Goal of the exercise ▸ From the data below, pull out every line that contains the word "hand" and copy each one. Treat uppercase and lowercase as different.

Dataset excerpt ▸
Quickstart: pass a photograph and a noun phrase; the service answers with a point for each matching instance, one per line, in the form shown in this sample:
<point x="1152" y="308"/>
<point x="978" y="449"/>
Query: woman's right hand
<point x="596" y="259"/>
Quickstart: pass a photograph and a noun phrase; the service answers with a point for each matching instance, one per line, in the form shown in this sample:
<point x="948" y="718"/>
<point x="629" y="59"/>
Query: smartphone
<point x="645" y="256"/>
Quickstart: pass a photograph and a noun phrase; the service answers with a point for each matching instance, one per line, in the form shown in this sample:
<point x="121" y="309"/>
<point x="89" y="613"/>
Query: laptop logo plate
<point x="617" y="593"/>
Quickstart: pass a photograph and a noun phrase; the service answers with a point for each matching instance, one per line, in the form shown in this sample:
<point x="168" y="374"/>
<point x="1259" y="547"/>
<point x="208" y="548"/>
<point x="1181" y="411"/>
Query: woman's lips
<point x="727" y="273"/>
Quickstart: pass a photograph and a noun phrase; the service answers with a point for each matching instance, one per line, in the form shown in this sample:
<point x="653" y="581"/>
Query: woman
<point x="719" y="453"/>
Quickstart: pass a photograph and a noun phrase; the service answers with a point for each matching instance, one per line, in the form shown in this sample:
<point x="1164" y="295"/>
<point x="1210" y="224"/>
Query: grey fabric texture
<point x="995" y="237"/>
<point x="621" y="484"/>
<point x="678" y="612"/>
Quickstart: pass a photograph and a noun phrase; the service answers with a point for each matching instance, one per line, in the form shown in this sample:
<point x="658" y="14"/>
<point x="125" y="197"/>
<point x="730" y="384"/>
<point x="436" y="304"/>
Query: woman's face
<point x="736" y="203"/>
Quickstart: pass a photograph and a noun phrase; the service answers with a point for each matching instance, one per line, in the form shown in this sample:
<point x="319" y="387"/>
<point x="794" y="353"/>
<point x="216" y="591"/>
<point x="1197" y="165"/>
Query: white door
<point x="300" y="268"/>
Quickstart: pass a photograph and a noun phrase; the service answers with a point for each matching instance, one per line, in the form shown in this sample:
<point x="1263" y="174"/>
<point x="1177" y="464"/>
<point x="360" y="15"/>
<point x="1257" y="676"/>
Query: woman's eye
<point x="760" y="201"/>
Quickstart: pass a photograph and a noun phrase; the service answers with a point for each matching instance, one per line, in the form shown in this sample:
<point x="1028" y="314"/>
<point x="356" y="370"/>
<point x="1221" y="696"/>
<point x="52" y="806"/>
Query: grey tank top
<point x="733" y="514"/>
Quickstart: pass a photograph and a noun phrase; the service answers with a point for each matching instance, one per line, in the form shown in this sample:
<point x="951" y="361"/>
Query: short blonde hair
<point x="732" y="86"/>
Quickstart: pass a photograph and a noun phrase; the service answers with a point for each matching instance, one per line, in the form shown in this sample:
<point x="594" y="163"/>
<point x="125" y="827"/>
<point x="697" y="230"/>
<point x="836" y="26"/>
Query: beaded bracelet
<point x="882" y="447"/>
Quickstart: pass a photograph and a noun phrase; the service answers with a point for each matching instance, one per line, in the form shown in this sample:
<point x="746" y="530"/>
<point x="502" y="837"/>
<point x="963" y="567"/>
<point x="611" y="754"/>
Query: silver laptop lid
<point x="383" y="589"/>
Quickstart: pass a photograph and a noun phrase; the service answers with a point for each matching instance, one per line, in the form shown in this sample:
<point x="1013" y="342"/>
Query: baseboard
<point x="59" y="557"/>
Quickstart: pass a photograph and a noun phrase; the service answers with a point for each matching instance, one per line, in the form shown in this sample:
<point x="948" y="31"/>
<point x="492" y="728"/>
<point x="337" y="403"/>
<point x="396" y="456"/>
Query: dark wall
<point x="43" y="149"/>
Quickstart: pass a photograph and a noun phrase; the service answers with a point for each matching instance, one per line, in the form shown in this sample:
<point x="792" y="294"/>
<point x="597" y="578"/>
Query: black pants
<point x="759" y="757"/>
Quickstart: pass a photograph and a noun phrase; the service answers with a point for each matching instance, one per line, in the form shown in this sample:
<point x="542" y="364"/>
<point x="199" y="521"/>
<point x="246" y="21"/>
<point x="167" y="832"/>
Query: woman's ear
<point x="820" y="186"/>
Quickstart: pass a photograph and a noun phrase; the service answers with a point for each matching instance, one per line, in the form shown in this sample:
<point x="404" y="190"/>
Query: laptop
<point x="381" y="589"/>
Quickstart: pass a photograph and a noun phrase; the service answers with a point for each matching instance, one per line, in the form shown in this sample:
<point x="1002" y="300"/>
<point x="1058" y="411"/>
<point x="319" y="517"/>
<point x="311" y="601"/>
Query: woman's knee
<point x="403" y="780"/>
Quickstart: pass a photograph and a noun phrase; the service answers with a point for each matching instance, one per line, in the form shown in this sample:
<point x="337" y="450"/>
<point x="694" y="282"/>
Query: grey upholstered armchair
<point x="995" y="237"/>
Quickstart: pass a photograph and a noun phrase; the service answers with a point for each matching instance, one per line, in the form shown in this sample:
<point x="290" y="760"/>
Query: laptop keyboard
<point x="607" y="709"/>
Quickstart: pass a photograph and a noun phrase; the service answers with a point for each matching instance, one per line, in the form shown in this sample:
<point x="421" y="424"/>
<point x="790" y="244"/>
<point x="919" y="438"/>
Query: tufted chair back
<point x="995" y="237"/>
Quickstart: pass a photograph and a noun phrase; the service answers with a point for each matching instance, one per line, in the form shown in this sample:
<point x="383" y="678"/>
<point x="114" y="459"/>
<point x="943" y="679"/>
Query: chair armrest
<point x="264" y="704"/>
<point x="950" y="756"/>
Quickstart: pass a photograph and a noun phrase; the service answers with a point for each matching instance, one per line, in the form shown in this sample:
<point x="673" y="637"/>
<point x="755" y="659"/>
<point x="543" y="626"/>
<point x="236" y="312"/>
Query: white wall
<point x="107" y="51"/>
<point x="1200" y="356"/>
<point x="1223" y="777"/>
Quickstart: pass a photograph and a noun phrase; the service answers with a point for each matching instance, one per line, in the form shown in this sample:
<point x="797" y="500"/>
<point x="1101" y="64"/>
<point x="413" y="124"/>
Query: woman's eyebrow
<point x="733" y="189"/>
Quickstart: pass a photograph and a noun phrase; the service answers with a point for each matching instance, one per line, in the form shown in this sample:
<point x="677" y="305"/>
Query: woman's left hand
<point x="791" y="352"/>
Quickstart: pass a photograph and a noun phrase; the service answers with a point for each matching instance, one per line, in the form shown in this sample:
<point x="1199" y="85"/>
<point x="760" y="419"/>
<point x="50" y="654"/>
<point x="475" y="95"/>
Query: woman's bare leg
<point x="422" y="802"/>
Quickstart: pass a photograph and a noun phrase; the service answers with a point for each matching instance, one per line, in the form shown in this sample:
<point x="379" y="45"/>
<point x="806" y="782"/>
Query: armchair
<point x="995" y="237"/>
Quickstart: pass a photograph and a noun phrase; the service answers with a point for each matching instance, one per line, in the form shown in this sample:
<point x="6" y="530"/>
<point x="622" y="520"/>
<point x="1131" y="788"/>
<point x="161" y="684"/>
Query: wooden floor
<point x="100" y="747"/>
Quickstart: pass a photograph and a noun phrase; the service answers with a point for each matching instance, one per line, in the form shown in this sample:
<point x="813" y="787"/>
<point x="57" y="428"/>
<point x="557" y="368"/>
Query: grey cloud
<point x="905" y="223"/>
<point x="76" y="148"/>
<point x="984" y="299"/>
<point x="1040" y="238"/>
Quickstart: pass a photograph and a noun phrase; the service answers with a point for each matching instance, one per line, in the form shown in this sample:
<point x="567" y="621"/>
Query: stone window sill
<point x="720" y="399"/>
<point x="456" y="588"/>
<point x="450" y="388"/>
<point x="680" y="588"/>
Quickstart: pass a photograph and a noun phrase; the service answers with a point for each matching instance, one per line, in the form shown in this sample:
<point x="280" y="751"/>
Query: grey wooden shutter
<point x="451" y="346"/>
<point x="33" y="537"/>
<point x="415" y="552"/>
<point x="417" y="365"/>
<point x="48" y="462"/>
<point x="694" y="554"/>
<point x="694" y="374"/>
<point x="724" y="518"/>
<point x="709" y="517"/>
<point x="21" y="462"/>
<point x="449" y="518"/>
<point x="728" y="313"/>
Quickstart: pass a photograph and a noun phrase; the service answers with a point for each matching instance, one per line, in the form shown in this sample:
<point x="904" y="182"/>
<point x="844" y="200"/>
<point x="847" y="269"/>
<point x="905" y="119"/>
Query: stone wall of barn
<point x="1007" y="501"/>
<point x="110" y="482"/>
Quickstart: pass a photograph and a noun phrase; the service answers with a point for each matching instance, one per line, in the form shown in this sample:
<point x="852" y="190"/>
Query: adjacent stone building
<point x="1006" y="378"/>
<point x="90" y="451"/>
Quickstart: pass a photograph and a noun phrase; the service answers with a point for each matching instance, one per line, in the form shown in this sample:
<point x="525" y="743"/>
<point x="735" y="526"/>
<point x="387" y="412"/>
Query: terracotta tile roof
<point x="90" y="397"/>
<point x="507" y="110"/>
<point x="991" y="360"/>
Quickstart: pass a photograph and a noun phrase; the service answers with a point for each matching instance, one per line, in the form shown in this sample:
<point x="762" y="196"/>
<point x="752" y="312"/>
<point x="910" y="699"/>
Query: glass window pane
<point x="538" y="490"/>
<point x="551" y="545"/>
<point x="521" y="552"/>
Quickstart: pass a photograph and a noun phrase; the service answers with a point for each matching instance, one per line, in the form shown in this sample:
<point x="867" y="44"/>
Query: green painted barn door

Completed task ▸
Query: woman's right hand
Query: woman's left hand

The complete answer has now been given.